**Problem to work on**
Please pick out and copy every line in the records below that contains the word "vest". Case counts.

**Material to process**
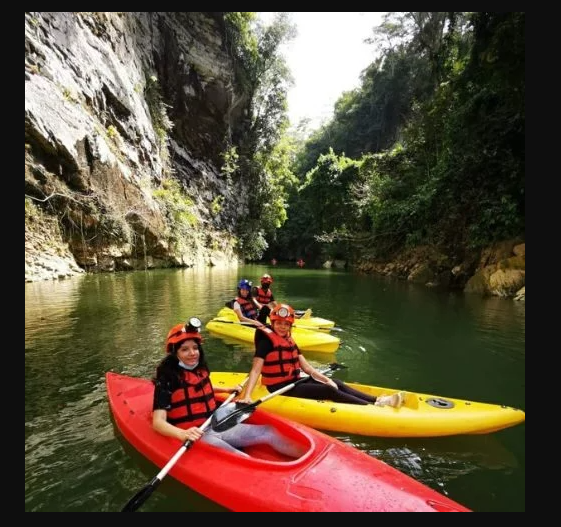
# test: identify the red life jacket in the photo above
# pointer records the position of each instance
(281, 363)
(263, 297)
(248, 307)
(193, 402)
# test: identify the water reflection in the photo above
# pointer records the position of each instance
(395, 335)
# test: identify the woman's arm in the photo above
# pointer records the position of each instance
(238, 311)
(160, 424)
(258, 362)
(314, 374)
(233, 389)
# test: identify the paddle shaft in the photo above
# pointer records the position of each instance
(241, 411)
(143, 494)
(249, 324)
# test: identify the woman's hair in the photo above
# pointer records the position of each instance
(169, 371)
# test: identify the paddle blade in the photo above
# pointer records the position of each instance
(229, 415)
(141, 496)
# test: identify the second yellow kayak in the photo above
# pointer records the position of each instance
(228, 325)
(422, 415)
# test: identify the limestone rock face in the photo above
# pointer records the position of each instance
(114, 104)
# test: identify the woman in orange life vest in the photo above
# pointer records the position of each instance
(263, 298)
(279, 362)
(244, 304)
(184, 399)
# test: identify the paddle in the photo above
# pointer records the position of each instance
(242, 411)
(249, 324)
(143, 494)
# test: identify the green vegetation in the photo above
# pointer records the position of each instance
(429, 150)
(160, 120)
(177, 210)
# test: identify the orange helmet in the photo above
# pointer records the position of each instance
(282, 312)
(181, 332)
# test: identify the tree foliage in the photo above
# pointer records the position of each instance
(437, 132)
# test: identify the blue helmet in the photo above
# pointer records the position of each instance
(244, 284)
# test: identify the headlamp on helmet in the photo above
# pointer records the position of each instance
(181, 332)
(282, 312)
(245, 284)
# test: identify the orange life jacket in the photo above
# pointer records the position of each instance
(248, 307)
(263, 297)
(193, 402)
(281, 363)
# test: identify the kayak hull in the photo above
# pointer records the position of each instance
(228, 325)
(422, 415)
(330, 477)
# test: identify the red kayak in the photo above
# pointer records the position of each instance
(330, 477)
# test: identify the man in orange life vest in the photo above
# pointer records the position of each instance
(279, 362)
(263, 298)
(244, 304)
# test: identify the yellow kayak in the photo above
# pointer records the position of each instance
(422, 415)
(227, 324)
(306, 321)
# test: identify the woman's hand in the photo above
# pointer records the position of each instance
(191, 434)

--

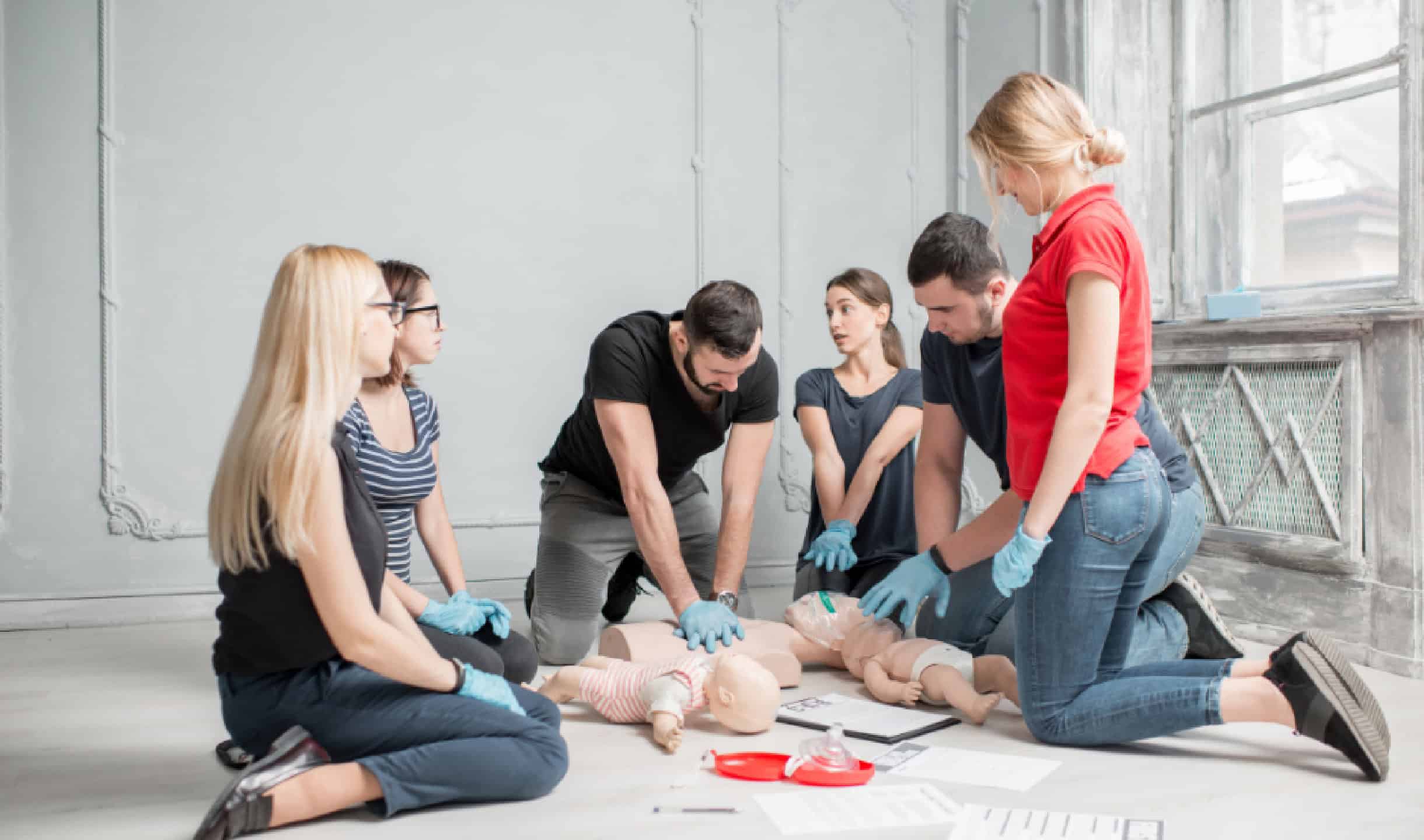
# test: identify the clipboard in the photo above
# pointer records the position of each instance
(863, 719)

**Written solution**
# test: identify the woman in orange life vest in the photo above
# test: identify the man in orange life vest in the photo above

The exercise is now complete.